= GIVEN TEXT =
******************************
Tim: You would never ever do what Sykes did without outside help. You’d either to have to hire a whole team of people who worked in the automotive industry or worked in the electronics industry or some industry where this type of production is common and they make the transformation, but even they would probably need outside help. Because the issue is that when you’re trying to make change, the customers don’t stop ordering, the problems don’t stop happening. The problems just keep on going. If you’re 100% loaded running a factory as an operations manager or a general manager or the owner of the business, if you’re going to make change that’s going to add to your workload. A huge change like Sykes went through is quite difficult to pull off and requires a lot of encouragement and knowledge and a lot of planning. I’d strongly recommend that you got external help to do something as big as that.

Duncan: Yeah, because that wasn’t evolutionary, that was a revolutionary change, from how they moved from a single man to a whole different layout. What sort of challenges do businesses face when they’re doing this? Because obviously the challenge of coming up with new processes, is there a lot of resistance within people, how does that sort of thing work?
******************************
= DATA BLOCK =
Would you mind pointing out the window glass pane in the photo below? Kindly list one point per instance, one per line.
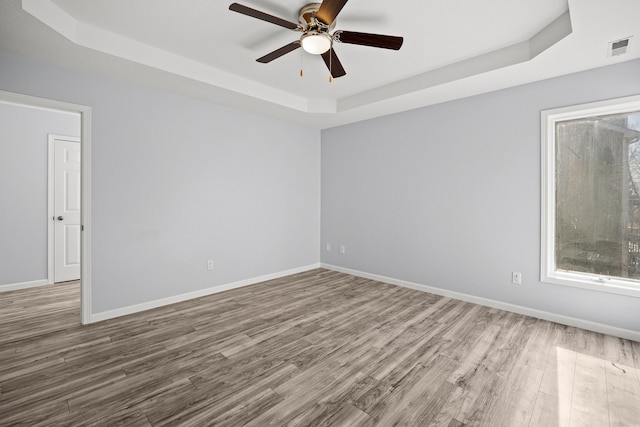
******************************
= EXERCISE BRIEF =
Set down the passage of the manufacturing interview between "Duncan: Yeah, because" and "of thing work?", inclusive.

= SOLUTION =
Duncan: Yeah, because that wasn’t evolutionary, that was a revolutionary change, from how they moved from a single man to a whole different layout. What sort of challenges do businesses face when they’re doing this? Because obviously the challenge of coming up with new processes, is there a lot of resistance within people, how does that sort of thing work?